OBJECTIF: Dénombrez les lignes des données où figure la chaîne « window », en respectant la casse. Donnez uniquement ce nombre.

DONNÉES FOURNIES:

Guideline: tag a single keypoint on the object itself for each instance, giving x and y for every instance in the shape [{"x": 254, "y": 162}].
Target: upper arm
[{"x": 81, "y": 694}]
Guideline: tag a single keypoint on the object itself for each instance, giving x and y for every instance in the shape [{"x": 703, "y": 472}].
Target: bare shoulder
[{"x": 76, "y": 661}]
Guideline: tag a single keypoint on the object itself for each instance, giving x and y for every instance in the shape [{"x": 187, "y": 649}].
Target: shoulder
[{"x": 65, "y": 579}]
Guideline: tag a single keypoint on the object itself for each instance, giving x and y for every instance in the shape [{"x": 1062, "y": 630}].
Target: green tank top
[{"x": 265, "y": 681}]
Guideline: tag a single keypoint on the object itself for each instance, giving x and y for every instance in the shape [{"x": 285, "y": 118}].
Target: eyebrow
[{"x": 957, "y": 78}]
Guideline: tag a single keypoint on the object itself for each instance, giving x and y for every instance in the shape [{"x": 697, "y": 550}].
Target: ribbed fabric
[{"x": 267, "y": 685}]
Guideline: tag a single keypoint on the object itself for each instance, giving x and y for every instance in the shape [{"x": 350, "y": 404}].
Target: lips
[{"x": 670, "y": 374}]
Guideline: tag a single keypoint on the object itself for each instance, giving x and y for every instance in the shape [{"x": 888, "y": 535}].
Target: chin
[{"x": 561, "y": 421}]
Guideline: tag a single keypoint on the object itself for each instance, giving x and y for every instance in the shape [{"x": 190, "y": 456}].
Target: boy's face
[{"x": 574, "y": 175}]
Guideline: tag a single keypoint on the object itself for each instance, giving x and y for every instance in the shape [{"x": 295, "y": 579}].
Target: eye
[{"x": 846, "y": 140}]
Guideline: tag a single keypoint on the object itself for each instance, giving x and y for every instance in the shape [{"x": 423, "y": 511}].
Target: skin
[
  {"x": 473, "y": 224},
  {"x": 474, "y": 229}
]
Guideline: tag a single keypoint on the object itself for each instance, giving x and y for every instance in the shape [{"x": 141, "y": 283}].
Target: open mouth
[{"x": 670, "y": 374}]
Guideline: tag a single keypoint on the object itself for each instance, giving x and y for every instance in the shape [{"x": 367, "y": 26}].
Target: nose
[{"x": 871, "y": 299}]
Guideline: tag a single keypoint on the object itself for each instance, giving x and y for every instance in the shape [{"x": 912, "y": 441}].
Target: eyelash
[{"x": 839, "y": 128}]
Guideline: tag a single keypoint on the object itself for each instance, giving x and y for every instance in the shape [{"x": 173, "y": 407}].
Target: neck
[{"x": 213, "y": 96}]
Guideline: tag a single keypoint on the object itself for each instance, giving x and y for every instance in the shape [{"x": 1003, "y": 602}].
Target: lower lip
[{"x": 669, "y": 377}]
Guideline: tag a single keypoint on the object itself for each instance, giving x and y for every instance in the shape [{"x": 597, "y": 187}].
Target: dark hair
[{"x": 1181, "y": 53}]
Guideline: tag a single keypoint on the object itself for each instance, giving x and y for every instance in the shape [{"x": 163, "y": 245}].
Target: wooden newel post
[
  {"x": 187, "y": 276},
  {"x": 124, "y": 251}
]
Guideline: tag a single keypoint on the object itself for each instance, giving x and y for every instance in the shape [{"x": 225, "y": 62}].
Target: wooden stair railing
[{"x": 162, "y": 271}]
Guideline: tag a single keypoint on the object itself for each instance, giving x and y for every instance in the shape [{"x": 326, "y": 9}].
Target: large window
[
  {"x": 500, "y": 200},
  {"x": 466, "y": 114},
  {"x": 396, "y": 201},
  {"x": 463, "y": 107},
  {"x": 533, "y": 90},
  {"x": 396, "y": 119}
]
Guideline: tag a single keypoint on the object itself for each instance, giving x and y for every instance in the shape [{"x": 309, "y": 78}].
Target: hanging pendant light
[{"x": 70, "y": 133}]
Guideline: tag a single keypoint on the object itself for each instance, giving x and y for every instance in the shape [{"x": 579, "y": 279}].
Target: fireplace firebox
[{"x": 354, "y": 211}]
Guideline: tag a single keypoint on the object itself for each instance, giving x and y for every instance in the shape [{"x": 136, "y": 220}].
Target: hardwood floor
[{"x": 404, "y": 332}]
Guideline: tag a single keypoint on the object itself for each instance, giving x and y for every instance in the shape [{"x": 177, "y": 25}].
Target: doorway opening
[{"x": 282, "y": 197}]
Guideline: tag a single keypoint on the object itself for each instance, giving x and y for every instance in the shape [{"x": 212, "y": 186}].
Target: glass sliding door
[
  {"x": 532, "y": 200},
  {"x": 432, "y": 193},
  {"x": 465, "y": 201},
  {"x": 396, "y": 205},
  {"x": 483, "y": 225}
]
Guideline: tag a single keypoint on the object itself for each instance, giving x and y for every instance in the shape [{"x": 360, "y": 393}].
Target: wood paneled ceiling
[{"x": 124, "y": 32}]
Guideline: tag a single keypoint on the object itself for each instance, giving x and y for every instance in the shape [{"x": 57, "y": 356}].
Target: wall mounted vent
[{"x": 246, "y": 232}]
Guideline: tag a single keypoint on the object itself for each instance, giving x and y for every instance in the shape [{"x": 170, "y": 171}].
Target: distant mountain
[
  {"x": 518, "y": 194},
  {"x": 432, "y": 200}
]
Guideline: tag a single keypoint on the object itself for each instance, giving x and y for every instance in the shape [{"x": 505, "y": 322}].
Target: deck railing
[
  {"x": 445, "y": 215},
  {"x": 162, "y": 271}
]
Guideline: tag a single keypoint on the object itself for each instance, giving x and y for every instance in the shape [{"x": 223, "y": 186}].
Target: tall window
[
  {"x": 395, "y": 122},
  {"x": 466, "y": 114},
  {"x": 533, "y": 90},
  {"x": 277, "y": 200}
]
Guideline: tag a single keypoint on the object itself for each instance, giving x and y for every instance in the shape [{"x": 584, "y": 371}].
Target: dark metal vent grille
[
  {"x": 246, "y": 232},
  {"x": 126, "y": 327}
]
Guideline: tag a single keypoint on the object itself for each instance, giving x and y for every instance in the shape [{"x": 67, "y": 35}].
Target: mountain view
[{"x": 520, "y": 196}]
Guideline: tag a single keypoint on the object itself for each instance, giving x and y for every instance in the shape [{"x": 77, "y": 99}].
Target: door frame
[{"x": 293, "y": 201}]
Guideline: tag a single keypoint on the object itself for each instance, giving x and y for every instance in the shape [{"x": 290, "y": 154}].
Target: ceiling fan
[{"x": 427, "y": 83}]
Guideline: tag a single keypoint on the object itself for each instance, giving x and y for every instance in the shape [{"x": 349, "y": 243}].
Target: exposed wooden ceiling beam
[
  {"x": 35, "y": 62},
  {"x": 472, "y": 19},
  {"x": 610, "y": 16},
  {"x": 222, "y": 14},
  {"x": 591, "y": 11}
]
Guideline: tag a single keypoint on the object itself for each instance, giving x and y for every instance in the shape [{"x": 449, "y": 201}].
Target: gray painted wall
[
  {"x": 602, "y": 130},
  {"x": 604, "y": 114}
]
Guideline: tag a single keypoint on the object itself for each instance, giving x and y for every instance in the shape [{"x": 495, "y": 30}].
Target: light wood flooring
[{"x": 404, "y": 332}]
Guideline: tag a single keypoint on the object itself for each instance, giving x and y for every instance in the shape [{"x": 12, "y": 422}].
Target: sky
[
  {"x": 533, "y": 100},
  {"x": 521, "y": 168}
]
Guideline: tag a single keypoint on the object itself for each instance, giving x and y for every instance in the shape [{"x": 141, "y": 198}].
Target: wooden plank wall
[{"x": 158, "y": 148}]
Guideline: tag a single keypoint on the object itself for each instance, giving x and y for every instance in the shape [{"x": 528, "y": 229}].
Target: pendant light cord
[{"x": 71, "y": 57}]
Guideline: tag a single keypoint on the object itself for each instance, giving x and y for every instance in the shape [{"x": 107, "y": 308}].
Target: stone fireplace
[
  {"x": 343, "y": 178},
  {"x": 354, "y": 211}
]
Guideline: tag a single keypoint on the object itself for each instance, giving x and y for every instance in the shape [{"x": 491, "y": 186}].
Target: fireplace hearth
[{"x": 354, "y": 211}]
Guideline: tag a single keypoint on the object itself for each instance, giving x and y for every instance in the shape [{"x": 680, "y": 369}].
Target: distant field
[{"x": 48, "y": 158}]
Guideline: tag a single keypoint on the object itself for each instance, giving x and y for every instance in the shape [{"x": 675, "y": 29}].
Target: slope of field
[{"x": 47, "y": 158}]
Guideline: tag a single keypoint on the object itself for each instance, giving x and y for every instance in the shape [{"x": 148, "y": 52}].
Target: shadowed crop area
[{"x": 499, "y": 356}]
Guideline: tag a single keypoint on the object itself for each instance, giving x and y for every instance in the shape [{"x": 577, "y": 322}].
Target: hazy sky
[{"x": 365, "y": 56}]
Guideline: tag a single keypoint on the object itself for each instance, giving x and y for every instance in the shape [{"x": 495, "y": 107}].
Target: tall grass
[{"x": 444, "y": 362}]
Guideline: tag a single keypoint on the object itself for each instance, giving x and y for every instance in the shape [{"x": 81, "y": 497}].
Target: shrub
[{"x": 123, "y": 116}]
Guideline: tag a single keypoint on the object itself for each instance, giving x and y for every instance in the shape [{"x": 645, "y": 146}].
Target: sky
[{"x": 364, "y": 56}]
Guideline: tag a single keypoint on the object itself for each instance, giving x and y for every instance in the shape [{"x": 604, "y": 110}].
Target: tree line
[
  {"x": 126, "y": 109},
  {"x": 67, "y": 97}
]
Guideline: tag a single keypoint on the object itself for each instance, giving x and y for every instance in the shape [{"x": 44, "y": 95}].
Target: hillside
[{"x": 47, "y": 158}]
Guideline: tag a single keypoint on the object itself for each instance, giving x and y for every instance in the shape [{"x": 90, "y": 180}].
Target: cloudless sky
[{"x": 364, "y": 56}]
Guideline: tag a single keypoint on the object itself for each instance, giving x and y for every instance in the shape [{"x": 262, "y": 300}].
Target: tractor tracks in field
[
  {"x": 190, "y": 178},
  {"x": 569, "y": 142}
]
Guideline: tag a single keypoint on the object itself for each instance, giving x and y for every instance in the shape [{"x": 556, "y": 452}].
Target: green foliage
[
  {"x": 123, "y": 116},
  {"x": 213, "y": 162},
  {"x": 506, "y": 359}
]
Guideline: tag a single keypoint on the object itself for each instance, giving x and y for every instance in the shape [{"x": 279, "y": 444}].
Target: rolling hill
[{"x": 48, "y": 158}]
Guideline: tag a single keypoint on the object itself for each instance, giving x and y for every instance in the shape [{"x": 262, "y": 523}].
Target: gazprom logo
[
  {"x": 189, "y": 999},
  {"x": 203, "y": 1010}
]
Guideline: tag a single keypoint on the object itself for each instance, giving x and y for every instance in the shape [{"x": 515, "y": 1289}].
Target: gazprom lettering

RÉPONSE: 2